» **Problem to work on**
Search the data below for the string "window". Extract every line that contains it.

(Given data Opens)

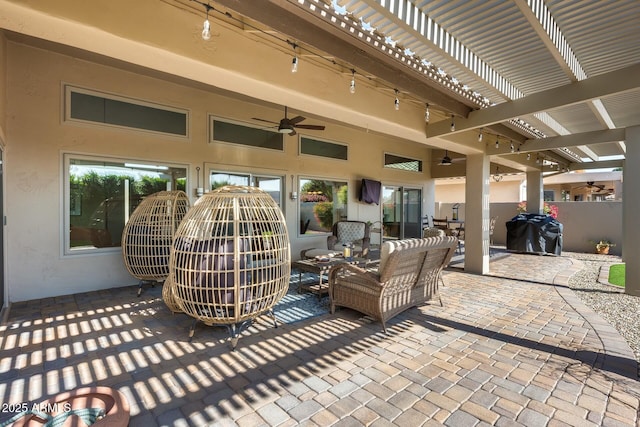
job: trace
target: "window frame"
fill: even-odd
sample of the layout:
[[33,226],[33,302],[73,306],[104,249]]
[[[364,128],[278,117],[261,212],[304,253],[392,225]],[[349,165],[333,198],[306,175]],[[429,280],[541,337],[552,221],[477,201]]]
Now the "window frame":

(Given data Closes)

» **Completed task**
target: "window frame"
Now the "window frame":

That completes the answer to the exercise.